Instructions for the task
Return every line of the rows below without any change, and please leave the pictures out of your answer.

= = =

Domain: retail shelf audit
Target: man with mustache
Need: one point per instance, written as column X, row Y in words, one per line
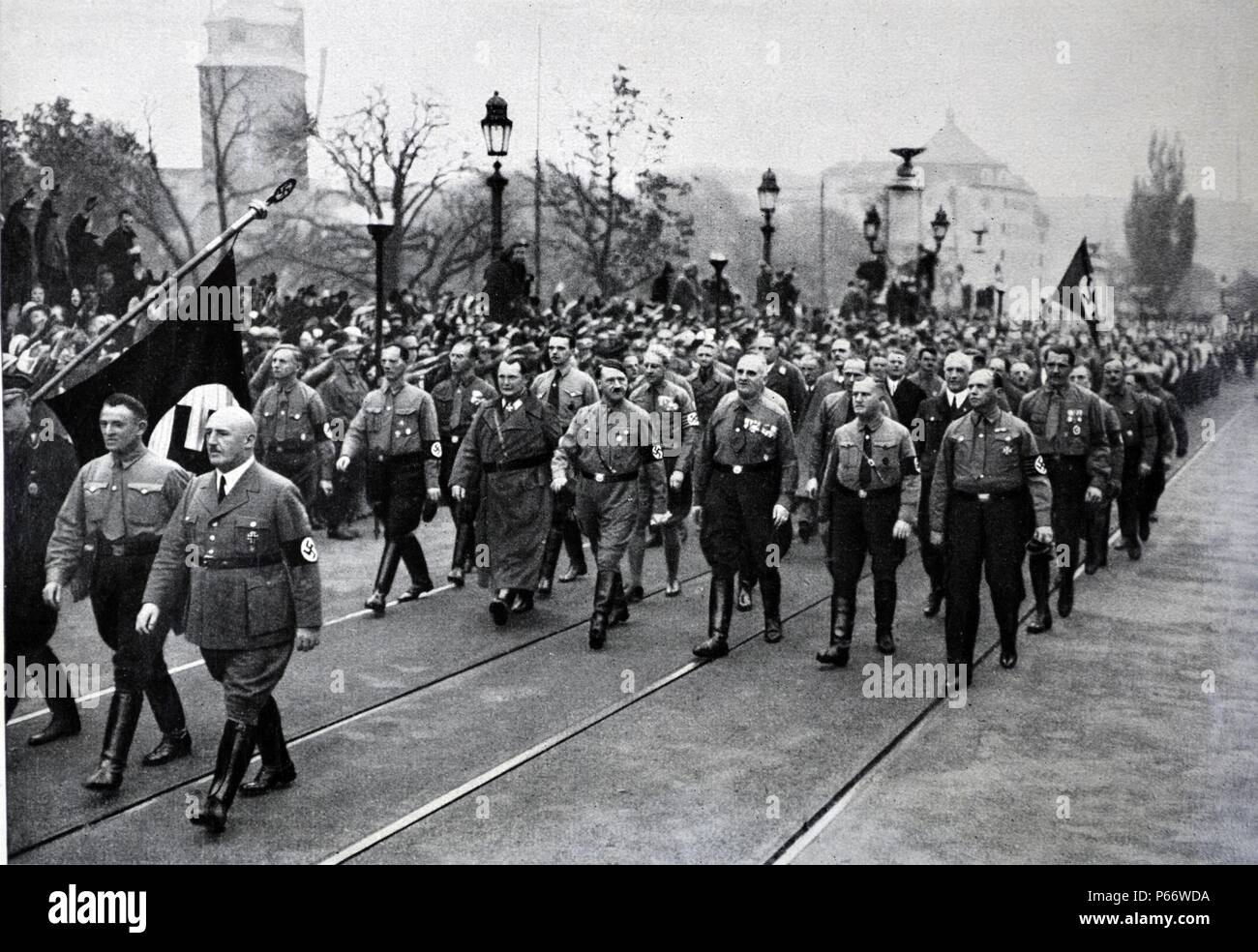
column 240, row 557
column 107, row 535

= = =

Complete output
Domain: retail shelf audit
Target: man with mustache
Need: one point per instance, written as column X, row Y in words, one per line
column 240, row 557
column 107, row 535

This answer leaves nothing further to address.